• Extract to read
** BEGIN **

Daily Comment (April 15, 2026)

by Patrick Fearon-Hernandez, CFA, and Thomas Wash

[Posted: 9:30 AM ET] | PDF

Our Comment begins with a discussion of potential challenges surrounding the leadership transition at the Federal Reserve. We then provide updates on developments in Iran, the implications of the global memory chip shortage, the potential for renewed tariff increases, and signs of additional strain in the relationship between the United States and its allies. As always, we include an overview of recent domestic and international economic data.

 Fed Pressure: Nearly a month before Fed Chair Jerome Powell’s term is set to expire, controversy is mounting over what will follow. His potential successor, Kevin Warsh, has made financial disclosures that have raised questions about potential conflicts of interest. Separately, US prosecutors have dropped by a Federal Reserve construction site, a move that suggests that Powell may still be under investigation. These developments are likely to fuel scrutiny of the Federal Reserve’s future composition in the coming months.

  • Ahead of his Senate confirmation hearing, Kevin Warsh released financial statements showing a net worth of nearly $131 million, making him potentially the richest Fed chair in history. While he has not been accused of any wrongdoing, his wealth is likely to become a target for lawmakers questioning whether he will take advantage of his position for personal gain. In preparation for the hearing, Warsh has announced that he will step down from his advisory roles with various companies.
  • Meanwhile, a recent visit by federal prosecutors to the Federal Reserve’s Washington headquarters project underscores that Powell remains entangled in a criminal inquiry over whether he misled Congress about the ballooning cost of the renovation. Although the Fed chair has not been formally charged, the renewed attention to the case is widely seen in Washington as a reminder that the White House will look to discourage him from remaining at the Fed beyond the official end of his term in May.
  • The potentially rocky confirmation of Kevin Warsh, together with an ongoing investigation by US authorities, underscores the uncertainty surrounding Powell’s position at the end of his term. At the March FOMC press conference, Powell affirmed that he would remain as Fed chair until a successor is formally appointed. He has also left open the possibility of remaining on the Federal Reserve Board, which would make him the first former chair to do so since Marriner Eccles in 1948.

** END **

• Extracted information
** BEGIN **

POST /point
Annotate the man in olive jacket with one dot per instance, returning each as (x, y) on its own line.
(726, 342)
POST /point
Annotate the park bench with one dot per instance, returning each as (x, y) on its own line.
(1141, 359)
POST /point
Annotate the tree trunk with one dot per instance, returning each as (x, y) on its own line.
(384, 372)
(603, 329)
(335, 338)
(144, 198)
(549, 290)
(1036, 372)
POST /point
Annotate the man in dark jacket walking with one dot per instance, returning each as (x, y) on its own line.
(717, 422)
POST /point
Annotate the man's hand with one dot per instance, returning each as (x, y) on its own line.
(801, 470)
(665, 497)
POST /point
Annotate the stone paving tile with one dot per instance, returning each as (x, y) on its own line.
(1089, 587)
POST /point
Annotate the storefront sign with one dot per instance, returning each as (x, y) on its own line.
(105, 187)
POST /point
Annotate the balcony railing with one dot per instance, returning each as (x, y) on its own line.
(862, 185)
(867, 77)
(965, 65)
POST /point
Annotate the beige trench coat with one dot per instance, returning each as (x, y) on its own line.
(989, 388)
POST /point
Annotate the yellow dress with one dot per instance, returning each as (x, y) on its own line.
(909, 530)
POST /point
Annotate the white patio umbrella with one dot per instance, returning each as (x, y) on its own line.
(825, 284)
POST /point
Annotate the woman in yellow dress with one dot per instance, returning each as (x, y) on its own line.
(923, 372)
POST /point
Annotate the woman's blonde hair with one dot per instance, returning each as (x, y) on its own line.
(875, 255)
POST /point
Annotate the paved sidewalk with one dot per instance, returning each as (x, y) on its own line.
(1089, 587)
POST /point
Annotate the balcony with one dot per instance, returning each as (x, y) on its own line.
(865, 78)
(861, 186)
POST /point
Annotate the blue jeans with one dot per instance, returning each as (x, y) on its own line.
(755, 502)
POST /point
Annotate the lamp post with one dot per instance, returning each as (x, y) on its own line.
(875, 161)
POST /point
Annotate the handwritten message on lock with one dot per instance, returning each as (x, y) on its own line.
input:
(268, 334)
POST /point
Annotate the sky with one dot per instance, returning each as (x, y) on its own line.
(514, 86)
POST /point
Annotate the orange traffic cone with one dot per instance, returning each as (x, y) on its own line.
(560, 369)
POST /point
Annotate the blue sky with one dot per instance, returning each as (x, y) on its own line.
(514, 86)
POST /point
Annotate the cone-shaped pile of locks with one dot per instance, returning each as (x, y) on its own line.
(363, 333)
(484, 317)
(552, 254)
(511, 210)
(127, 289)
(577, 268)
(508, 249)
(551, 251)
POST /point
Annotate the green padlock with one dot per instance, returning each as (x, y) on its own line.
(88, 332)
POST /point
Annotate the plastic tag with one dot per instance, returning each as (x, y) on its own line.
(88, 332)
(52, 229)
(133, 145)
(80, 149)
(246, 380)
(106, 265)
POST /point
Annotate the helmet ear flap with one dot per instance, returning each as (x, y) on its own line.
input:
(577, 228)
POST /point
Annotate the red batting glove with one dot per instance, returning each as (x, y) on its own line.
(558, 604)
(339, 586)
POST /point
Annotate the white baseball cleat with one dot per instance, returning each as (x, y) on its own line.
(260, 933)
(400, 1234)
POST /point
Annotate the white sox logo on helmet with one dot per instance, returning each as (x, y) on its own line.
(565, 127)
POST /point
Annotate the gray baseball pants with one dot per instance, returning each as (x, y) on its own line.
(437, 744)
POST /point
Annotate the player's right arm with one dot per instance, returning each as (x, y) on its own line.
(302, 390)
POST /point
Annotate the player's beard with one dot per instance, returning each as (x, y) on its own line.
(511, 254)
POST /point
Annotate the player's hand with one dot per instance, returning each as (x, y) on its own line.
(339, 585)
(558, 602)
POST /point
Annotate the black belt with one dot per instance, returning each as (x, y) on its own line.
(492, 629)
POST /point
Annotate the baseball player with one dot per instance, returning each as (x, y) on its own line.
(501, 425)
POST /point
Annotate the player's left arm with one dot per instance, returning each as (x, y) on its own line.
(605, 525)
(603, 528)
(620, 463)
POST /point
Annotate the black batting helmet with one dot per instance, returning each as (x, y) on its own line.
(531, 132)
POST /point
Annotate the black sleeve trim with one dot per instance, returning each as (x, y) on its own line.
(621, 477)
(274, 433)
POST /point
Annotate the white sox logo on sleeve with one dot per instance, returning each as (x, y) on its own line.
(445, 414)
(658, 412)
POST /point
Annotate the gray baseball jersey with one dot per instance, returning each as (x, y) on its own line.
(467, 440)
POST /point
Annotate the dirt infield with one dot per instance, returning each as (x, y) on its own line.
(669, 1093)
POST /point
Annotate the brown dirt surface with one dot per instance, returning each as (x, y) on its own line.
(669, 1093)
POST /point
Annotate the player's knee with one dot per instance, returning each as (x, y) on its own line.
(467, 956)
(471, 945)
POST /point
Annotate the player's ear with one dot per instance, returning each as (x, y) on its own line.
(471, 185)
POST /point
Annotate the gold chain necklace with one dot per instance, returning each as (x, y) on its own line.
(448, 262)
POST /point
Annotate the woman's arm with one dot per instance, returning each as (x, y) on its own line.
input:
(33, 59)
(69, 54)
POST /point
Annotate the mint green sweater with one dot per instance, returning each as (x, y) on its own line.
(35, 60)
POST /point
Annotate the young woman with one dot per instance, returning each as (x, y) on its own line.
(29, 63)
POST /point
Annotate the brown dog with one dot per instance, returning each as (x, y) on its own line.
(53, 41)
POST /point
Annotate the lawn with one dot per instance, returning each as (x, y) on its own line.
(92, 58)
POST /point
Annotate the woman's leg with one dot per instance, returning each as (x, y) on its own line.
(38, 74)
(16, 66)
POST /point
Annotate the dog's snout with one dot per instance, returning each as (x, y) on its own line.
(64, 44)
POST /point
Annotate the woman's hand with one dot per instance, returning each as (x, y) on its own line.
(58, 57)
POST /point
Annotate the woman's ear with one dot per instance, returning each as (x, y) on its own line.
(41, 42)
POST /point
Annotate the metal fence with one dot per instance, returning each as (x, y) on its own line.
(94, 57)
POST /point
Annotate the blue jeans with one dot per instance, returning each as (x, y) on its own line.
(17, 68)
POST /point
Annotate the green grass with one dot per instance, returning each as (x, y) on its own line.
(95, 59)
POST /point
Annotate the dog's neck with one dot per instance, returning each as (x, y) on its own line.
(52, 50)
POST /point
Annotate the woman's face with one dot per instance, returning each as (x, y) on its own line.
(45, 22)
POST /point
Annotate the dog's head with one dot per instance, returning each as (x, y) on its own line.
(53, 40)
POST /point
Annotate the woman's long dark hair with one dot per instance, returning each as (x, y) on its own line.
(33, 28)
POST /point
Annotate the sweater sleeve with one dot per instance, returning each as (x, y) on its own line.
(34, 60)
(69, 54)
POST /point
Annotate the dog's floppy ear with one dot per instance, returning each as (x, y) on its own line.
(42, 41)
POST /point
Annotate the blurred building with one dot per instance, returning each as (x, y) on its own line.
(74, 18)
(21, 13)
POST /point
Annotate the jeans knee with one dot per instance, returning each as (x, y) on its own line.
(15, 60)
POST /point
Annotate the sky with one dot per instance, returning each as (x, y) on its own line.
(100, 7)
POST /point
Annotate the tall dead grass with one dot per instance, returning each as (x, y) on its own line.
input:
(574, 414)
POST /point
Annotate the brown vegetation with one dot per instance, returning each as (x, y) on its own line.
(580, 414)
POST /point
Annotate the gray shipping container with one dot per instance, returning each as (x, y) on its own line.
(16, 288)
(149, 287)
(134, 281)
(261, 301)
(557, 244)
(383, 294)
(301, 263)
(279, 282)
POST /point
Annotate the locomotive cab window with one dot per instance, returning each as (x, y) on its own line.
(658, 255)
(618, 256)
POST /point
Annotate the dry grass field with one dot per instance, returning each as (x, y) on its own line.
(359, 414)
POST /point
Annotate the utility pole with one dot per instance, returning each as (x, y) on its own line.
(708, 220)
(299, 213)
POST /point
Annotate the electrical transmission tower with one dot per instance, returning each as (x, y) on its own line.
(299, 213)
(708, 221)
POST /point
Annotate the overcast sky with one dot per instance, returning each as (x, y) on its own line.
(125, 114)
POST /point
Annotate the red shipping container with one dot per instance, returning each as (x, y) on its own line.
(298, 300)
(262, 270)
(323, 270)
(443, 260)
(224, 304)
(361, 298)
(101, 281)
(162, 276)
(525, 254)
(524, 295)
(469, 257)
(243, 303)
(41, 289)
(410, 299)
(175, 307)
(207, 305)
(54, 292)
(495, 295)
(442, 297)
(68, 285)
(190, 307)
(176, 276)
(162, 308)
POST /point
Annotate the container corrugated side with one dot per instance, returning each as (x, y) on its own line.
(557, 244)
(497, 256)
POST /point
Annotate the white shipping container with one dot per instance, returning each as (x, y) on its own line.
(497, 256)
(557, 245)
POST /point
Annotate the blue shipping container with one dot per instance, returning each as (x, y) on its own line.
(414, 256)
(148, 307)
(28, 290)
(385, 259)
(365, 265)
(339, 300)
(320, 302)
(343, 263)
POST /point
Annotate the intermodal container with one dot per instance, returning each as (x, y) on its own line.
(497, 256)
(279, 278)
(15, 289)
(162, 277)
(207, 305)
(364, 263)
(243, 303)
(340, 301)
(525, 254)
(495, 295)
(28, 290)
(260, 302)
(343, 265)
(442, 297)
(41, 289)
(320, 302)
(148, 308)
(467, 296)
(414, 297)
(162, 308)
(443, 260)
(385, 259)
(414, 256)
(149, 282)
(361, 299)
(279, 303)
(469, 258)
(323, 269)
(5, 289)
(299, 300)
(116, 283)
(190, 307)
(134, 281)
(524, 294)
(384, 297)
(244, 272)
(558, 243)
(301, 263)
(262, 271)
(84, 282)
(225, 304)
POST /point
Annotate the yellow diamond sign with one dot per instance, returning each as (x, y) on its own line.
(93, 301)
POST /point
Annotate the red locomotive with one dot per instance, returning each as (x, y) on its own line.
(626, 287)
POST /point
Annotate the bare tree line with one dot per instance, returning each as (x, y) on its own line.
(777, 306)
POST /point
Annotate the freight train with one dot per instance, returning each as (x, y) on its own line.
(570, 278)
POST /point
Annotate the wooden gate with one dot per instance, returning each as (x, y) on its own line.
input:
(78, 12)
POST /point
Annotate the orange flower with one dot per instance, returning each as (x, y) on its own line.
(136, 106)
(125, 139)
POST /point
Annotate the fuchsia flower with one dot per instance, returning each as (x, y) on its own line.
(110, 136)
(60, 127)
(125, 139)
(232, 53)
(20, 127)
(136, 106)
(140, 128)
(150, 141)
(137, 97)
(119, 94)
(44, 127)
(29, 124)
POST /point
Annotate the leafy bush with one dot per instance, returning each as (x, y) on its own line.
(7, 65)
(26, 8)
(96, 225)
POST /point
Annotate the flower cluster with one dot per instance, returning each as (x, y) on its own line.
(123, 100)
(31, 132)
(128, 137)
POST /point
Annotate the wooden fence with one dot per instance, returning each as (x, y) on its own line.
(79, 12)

** END **

• What you will do
List every person named in the Daily Comment. The items are not needed for what follows.

• Response to this exercise
Patrick Fearon-Hernandez, Thomas Wash, Jerome Powell, Kevin Warsh, Marriner Eccles